Problem to work on
Repeat the lines below word for word, in the same order.

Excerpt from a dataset

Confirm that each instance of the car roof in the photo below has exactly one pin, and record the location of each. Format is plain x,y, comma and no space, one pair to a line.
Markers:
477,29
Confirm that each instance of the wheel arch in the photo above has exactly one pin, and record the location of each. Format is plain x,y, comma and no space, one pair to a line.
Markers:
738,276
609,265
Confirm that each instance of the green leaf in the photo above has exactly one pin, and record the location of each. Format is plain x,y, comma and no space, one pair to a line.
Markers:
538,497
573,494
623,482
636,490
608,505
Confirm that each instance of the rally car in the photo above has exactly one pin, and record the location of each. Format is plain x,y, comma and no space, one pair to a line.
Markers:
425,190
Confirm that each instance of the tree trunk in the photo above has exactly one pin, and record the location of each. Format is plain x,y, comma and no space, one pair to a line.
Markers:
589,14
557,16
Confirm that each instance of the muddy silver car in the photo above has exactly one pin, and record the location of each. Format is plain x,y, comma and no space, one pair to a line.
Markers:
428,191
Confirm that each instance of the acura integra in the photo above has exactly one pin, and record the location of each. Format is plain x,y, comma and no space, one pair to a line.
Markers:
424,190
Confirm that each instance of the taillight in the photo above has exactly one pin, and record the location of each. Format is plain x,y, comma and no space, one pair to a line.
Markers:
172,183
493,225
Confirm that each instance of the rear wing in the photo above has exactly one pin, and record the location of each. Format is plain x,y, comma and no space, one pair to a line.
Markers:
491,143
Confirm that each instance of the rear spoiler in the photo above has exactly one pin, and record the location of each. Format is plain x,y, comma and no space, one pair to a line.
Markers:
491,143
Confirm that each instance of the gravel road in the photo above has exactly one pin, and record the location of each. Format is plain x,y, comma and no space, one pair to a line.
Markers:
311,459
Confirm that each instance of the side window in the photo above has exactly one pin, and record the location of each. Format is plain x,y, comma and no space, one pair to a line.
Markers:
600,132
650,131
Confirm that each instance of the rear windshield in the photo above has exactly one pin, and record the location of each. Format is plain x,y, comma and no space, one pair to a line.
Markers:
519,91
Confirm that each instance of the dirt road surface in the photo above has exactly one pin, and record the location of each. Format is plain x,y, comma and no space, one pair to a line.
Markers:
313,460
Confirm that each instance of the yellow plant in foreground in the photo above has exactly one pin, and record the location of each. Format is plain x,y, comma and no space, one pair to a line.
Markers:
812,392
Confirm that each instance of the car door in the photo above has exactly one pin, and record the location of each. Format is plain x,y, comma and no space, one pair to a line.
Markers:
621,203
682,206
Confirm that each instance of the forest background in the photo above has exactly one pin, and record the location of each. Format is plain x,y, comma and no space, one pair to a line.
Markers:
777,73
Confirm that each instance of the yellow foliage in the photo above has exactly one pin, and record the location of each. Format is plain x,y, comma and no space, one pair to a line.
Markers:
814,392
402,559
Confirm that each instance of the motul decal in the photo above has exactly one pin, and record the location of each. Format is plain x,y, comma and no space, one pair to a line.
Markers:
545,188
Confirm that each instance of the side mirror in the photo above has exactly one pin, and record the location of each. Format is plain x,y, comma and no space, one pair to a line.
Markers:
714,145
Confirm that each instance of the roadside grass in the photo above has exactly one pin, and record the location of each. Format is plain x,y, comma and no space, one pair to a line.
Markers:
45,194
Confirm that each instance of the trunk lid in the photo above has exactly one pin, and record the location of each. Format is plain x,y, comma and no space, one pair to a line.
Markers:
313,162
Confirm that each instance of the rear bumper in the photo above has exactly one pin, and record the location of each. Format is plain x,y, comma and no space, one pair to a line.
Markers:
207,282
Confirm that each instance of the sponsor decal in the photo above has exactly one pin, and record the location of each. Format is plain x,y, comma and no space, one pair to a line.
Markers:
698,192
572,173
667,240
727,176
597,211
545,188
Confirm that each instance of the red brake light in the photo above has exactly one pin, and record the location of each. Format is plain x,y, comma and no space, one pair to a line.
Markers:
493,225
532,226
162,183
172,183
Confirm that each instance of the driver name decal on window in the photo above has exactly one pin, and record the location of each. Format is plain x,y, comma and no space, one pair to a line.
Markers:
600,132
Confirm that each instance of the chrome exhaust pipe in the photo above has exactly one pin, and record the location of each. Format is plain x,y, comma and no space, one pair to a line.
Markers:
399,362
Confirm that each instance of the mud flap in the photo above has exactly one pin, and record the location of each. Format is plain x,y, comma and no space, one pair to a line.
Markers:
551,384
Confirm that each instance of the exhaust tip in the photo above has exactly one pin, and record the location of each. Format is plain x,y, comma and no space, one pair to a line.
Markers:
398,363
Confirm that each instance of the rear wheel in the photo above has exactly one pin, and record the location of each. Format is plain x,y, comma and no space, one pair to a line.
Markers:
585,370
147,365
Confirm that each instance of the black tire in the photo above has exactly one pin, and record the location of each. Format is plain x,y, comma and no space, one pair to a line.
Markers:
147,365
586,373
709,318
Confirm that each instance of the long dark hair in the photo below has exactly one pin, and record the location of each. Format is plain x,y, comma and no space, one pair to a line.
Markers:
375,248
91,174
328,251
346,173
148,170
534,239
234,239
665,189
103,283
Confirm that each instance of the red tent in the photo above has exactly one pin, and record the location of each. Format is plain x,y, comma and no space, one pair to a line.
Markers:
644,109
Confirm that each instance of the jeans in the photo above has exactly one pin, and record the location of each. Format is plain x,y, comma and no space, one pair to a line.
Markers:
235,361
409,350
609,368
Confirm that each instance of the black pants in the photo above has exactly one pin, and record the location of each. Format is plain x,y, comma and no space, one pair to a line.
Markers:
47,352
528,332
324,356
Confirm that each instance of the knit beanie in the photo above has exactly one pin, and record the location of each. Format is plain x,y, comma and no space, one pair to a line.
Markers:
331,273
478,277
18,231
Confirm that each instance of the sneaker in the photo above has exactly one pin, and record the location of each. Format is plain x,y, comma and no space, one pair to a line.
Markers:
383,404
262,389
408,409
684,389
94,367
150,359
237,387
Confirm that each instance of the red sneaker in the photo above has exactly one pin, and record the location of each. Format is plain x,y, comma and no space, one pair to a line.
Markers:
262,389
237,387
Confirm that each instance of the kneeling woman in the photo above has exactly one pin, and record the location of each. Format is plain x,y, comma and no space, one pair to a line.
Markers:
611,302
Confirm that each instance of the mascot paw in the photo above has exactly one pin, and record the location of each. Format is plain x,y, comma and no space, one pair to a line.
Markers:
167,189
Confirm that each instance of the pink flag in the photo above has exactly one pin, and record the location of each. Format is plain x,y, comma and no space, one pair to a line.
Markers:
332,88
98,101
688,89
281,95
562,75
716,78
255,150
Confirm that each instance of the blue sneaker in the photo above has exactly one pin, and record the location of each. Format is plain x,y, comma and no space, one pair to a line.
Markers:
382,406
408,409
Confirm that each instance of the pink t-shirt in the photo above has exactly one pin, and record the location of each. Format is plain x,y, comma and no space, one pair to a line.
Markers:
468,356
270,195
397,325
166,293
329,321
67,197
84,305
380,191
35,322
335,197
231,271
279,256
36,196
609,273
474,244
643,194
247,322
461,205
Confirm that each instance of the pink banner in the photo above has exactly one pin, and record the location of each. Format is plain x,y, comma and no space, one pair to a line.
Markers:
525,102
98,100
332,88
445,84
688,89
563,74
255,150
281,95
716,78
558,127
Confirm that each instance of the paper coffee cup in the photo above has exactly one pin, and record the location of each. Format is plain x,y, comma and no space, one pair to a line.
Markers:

Written solution
Confirm that each instance of the car roof in the photo below has exactly one pin, and record the location of each. Format is plain x,y, comma and no space, one pair to a line.
Markers:
477,29
Confirm that each instance of the wheel arch in the photo above has exactly one pin, and record the location of each. Format is plain x,y, comma and no space, one pair to a line.
Markers:
738,276
609,265
Confirm that each instance of the green leaf in the photo above has exactly one pin, and record the location of each. Format is plain x,y, comma and no space, one pair to a line.
Markers:
538,497
573,494
623,482
636,490
608,505
Confirm that each instance of the rally car in the photo above has exactly one pin, and record the location of each. Format is plain x,y, comma and no space, one pair to a line.
Markers:
425,190
Confirm that each instance of the tree trunk in the photo above has exactly one pin, and record the location of each. Format is plain x,y, comma and no space, one pair to a line.
Markers:
589,14
557,16
Confirm that each instance of the muddy silver car in the photo above has exactly one pin, and record the location of each. Format is plain x,y, comma and no space, one pair to a line.
Markers:
428,191
Confirm that each instance of the acura integra in the photo above has exactly one pin, and record the location of each. Format is plain x,y, comma and no space, one pair to a line.
Markers:
424,190
Confirm that each instance of the taillight in the photo above has exactly one pin, and record the location of each. Format is plain x,y, comma and no space, one pair to a line.
Markers:
172,183
493,225
Confirm that each instance of the rear wing in the photo above has exactly one pin, and record the location of each. Format is plain x,y, comma and no space, one pair to a line.
Markers:
491,143
Confirm that each instance of the rear spoiler in the photo above has exactly one pin, and record the location of each. Format is plain x,y, comma and no space, one pair to a line.
Markers:
491,143
Confirm that each instance of the gravel road in the photo above has exactly one pin, and record the location of each. Format is plain x,y, comma and no space, one pair to a line.
Markers:
311,459
Confirm that each instance of the side window in the photo above has exactly one pin, and record the location of each. Format is plain x,y, comma and no space, one pair to a line.
Markers:
600,132
650,131
Confirm that each instance of the rear windshield in the photo above has exactly one pin, and record the location of each. Format is plain x,y, comma and no space, one pair to a line.
Markers:
519,91
Confirm that each instance of the dirt road surface in the photo above has exactly one pin, and record the location of each. Format is plain x,y, comma and no space, one pair to a line.
Markers:
313,460
Confirm that each instance of the yellow plant in foreground in the photo above has exactly one pin, and record the location of each. Format is plain x,y, comma and no space, one pair to a line.
Markers:
812,392
Confirm that each instance of the car door in the photo above has exactly one pin, and record the location of each. Format is plain x,y, comma and no space, one pair to a line.
Markers:
621,203
682,206
Confirm that each instance of the forest background in the photo above has exactly one pin, and record the location of each. Format is plain x,y, comma and no space, one pair to a line.
Markers:
777,73
Confirm that each instance of the yellow foliage in the photo above has exactly one pin, and record the location of each. Format is plain x,y, comma and no space, one pair to a line.
Markers:
814,392
402,559
Confirm that each instance of the motul decal in the photo above has exactly one pin, and record the location of each. Format is plain x,y, comma and no space, one pair to a line.
Markers:
545,188
Confirm that each instance of the side mirror in the photo above has exactly one pin, and record the location of each. Format is plain x,y, comma and no space, one pair to a line.
Markers:
714,145
Confirm that each instance of the roadside grass in the photo above has exactly one pin, and record the location of each. Format is plain x,y, comma and no space, one pair to a line.
Markers:
45,194
Confirm that each instance of the trunk lid in the photo above has exactly one pin, and record the location of each. Format is plain x,y, comma and no space, one pair to a line.
Markers:
313,162
Confirm that each instance of the rear bumper in the photo above has exactly one pin, and record the location of each. Format is plain x,y, comma and no space, one pair to a line.
Markers:
207,282
Confirm that each instance of the sponsor decal in the photo above has exactly one pin, and record the location of each. Format is plain x,y, comma and no space, one pair to a line.
Markers:
698,192
572,173
667,240
727,176
597,211
545,188
Confirm that each instance of the red brake light in the photo above has exactly one pin, and record the location of each. Format is plain x,y, comma and no space, one pair to a line.
Markers:
493,225
532,226
162,183
172,183
Confirm that each instance of the driver name decal on window in the photo above has exactly one pin, and record the location of each. Format is plain x,y, comma and no space, one pair to a line.
Markers:
600,132
Confirm that each instance of the chrome exhaust pipe in the photo above has exactly one pin, and record the location of each. Format is plain x,y, comma and no space, one pair to a line.
Markers:
399,362
Confirm that each instance of the mud flap in the photo above has exactly one pin, and record the location of each. Format is plain x,y, comma and no space, one pair to a line.
Markers:
551,384
Confirm that each instance of the exhaust tip in the photo above has exactly one pin, and record the location of each. Format is plain x,y, comma and no space, one pair to a line.
Markers:
398,363
Confirm that each instance of the rear wheel in the photo above has exactly one pin, and record the location of each. Format is plain x,y, comma and no space, one pair to a line.
Markers:
585,370
147,365
Confirm that each instance of the black tire in the photo above has exactly one pin, and record the location of each. Format is plain x,y, comma and no space, one pair to a line.
Markers:
147,365
586,373
709,318
Confirm that each instance of the long dark hair in the photo below has exactly one pin, and record the location of each. Format is plain x,y, comma and no space, one pair to a line.
Markers:
375,248
91,174
328,251
346,173
148,170
534,239
234,239
665,189
103,283
Confirm that each instance of the red tent in the photo above has exactly one pin, and record the location of each. Format is plain x,y, comma and no space, one pair to a line.
Markers:
644,109
Confirm that each instance of the jeans in the photo above has exactly one pin, and record the location of each. Format is plain x,y, comma and no space, one pair to a line.
Markers:
235,361
409,350
609,368
Confirm that each instance of the black pants in the photo above has exactly one pin, and record the location of each. Format is plain x,y, comma and no space, one pair to a line.
Markers:
47,352
528,332
324,356
Confirm that each instance of the knit beanie in the photo above has exactly one pin, and record the location of each. Format is plain x,y, comma and no space, one pair to a line.
Markers:
331,273
478,277
18,231
Confirm that each instance of the sneaker in the photo above has exactly one pin, and record the location of each. Format is plain x,y, comma and no space, one pair to a line.
Markers:
383,404
262,389
408,409
684,389
94,367
150,359
237,387
Confirm that each instance of the red sneaker in the photo above has exactly one pin, and record the location of each. Format is plain x,y, comma and no space, one pair to a line.
Markers:
262,389
237,387
Confirm that each instance of the kneeling woman in the photo above has exactly one pin, and record the location of each. Format is plain x,y, comma and no space, one pair to a line.
Markers:
611,302
Confirm that each instance of the mascot paw in the photo above has exactly one pin, and record the location of each. Format is plain x,y, comma and no space, one pair to a line.
Markers:
167,189
Confirm that each instance of the pink flag in the photo above has exactly one pin, and record the location of each. Format is plain x,y, comma and no space, one pair to a line.
Markers:
332,88
98,101
688,89
281,95
562,75
716,78
255,150
Confirm that each instance of the blue sneaker in the photo above has exactly one pin, and record the location of each. Format is plain x,y, comma and no space, one pair to a line.
Markers:
382,406
408,409
Confirm that each instance of the pink t-shirt in the photo above has exactly one pin, and record the location of each. Format is plain x,y, comma and no space, one pair to a line.
Markers:
468,356
270,195
397,325
166,293
329,321
67,197
84,305
380,191
35,322
335,197
231,271
279,256
36,196
609,273
474,244
643,194
247,322
461,205
Confirm that each instance of the pink banner in the photo above has exactly one pin, and record the location of each. Format is plain x,y, comma and no space, one pair to a line.
Markers:
525,102
98,100
332,88
445,84
688,89
563,74
255,150
281,95
716,78
558,127
Confirm that each instance of the paper coffee cup in the photo above has exactly one pin, and record the location of each. Format is plain x,y, comma and no space, one pair to a line.
Markers:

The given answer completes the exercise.